# START OF Raw data

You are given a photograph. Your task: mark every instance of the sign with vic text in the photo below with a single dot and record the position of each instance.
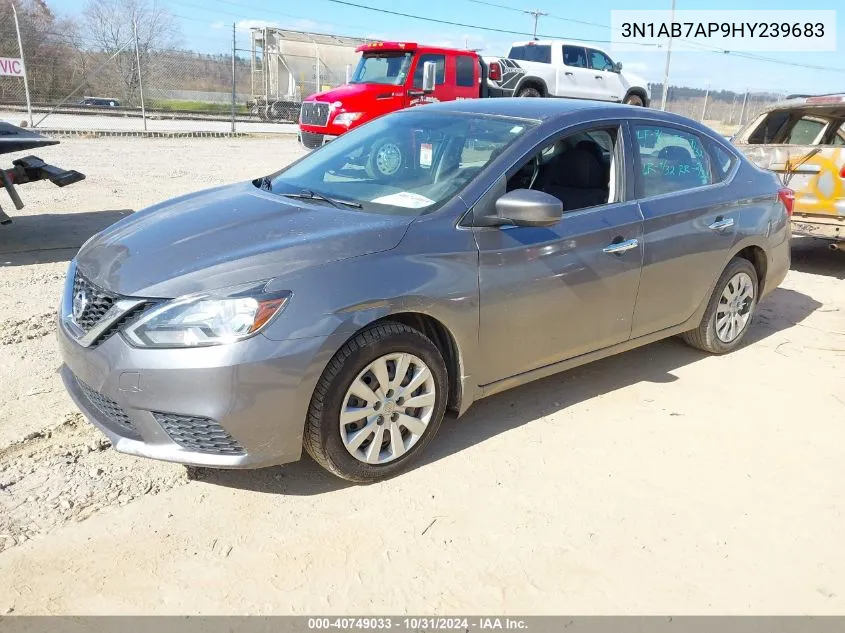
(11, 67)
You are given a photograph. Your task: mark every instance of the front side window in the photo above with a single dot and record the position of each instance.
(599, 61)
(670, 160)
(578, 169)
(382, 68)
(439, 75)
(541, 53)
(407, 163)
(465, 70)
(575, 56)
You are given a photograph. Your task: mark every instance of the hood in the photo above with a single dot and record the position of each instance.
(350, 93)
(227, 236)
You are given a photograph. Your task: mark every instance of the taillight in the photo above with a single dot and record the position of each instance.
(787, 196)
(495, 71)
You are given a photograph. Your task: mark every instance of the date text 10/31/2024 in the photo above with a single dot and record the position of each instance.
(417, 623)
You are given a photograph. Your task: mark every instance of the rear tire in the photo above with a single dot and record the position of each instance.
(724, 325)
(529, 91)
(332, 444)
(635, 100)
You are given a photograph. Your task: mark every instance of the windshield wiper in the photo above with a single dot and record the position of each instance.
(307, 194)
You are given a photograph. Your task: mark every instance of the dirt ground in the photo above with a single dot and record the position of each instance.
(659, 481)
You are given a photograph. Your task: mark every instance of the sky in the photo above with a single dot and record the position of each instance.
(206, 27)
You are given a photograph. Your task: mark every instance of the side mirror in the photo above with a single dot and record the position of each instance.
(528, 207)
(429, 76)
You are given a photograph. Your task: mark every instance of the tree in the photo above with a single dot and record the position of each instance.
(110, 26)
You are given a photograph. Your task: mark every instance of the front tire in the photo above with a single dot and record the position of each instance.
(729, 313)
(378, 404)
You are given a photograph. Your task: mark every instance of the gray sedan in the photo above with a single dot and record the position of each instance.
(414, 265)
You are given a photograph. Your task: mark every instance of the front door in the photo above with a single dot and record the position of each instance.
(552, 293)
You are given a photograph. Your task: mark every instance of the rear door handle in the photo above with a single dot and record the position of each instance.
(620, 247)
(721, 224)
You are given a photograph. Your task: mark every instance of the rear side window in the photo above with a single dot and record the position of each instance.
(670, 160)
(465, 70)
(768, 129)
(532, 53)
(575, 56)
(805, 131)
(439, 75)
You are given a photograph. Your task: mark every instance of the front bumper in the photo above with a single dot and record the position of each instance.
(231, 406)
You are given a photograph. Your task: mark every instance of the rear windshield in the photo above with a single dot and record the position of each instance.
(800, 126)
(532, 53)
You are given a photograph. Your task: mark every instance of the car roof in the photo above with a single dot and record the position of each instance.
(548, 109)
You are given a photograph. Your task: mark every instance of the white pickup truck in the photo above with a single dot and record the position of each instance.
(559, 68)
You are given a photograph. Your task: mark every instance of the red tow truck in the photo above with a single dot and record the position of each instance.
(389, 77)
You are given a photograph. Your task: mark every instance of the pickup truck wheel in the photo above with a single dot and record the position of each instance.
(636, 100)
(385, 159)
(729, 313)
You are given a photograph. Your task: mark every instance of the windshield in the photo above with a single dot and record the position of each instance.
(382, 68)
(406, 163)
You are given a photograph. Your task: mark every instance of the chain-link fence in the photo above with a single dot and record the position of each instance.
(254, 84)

# END OF Raw data
# START OF Raw data

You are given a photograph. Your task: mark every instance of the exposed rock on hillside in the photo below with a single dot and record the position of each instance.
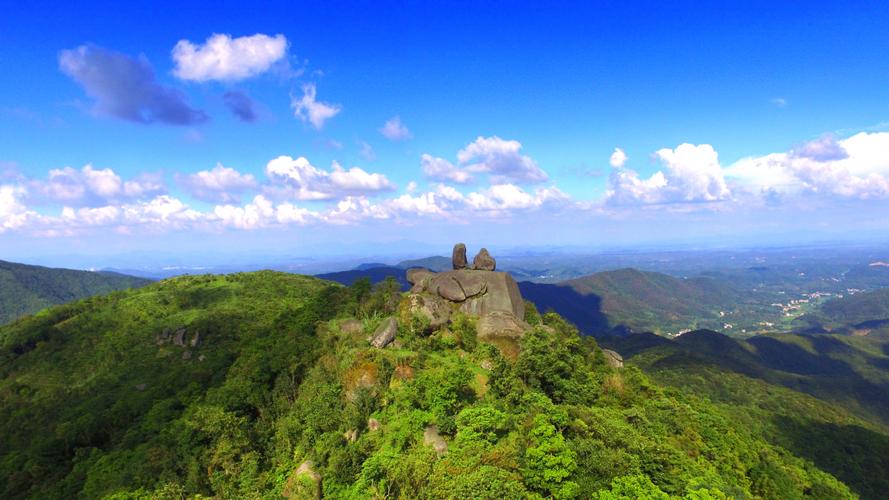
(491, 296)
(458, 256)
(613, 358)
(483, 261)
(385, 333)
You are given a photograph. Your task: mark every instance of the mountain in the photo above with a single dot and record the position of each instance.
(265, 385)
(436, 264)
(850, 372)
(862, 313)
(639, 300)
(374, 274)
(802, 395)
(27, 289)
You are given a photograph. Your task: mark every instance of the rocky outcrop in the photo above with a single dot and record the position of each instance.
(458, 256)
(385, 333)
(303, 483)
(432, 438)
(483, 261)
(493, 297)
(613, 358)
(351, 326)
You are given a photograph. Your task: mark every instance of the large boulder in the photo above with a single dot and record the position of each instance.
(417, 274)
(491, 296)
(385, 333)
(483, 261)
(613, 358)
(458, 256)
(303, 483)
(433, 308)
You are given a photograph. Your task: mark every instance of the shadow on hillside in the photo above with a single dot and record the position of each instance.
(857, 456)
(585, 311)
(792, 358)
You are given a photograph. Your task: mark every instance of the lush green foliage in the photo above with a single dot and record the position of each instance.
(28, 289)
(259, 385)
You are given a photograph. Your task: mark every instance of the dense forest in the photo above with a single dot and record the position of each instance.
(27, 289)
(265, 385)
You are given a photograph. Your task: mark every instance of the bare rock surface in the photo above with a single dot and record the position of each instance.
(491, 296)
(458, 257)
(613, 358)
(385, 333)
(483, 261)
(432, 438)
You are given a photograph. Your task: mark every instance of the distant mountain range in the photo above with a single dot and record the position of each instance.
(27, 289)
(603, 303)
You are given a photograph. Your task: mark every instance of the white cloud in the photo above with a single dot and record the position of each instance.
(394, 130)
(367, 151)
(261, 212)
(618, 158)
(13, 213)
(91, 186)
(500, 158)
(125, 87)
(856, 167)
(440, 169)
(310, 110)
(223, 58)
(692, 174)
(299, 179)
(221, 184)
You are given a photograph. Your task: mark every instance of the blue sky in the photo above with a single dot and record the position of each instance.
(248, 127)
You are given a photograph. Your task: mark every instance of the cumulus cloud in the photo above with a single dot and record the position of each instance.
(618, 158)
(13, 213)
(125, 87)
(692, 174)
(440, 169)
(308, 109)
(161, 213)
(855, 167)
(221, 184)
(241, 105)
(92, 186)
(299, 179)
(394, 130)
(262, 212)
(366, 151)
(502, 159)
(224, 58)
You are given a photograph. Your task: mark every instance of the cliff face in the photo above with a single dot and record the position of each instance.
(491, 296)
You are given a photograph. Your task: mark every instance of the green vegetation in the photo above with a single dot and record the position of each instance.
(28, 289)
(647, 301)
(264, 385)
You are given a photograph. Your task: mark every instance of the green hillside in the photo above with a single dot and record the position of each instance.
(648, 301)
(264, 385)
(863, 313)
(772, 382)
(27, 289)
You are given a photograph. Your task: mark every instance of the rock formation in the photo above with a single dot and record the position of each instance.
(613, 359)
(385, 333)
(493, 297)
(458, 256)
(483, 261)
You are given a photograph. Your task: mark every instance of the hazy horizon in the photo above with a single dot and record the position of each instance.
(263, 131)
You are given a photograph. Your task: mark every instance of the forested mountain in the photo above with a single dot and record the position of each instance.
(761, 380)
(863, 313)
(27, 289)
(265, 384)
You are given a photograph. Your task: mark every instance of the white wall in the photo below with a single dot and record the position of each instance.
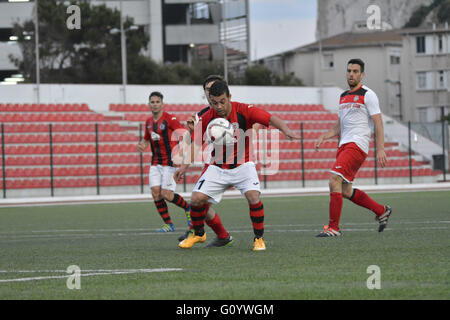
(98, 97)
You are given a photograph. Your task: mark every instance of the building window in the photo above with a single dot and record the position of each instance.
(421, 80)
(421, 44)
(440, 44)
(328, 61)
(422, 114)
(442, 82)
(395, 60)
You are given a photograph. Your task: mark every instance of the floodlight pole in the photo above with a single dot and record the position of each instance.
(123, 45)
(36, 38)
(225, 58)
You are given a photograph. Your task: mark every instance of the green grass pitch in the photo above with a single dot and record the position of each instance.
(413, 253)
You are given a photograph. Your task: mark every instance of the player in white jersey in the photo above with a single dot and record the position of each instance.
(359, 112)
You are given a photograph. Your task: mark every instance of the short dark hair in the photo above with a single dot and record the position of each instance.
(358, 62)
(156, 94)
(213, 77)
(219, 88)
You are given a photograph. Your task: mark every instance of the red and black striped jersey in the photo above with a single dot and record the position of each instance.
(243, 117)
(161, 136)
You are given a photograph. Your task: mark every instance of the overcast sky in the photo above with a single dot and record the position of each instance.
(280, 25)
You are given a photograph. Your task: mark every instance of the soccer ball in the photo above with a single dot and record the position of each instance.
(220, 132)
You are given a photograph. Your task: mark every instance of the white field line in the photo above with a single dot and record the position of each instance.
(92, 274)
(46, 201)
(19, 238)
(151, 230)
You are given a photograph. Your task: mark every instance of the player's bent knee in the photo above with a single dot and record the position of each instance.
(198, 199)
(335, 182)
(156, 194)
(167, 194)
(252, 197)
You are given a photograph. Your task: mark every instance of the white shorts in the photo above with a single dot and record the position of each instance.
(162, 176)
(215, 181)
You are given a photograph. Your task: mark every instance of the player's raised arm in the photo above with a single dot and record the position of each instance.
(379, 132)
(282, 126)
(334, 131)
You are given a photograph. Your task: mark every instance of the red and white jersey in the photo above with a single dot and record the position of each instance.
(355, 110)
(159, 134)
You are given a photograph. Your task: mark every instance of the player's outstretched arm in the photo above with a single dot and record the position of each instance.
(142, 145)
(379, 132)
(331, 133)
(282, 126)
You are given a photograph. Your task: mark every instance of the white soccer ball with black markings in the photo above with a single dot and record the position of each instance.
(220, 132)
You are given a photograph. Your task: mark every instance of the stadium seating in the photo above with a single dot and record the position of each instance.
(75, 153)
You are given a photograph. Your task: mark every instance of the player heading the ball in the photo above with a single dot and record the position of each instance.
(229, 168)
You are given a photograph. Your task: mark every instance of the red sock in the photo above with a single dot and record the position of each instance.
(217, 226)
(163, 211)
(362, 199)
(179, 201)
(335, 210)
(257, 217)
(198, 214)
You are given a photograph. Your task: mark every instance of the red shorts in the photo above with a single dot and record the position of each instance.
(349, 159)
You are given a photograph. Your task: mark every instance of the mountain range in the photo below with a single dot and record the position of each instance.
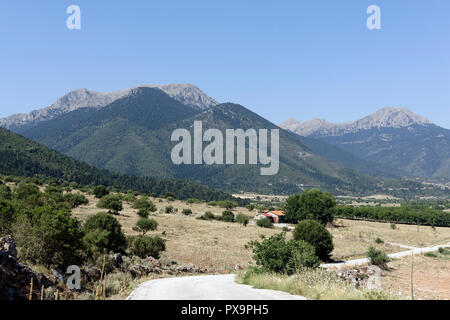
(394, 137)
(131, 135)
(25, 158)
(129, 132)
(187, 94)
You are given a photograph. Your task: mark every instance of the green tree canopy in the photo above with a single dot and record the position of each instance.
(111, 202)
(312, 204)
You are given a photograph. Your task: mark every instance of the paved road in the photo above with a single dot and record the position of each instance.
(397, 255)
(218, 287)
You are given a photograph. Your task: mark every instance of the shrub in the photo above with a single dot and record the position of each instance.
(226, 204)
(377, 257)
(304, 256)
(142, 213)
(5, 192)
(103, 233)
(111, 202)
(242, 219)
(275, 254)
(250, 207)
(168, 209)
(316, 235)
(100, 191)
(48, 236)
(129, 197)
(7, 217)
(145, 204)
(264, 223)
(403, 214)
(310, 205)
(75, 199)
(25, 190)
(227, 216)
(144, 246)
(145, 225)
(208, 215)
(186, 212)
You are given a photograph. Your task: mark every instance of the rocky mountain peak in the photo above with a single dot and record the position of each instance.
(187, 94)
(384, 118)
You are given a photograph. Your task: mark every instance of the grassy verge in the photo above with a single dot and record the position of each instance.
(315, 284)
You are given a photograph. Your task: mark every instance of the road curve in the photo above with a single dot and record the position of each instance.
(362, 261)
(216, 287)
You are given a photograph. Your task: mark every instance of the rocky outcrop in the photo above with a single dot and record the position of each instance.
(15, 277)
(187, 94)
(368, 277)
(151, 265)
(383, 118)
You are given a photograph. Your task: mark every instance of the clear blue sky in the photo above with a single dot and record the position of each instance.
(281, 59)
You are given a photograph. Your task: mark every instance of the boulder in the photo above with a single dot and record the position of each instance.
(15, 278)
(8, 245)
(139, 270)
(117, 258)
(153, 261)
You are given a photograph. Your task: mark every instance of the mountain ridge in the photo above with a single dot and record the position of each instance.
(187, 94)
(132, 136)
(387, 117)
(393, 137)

# END OF Raw data

:: Work instructions ::
Show every line above that contains the word "tree", copying each line in full.

:: Correct output ::
You are given a photograph. Your task: mark every instance of the tree in the photo above with a single dot and record the position of each instance.
You are given a photograph. Your task: mark every instance of the green tree canopy in the photo above with a single dot and record the position of each instance.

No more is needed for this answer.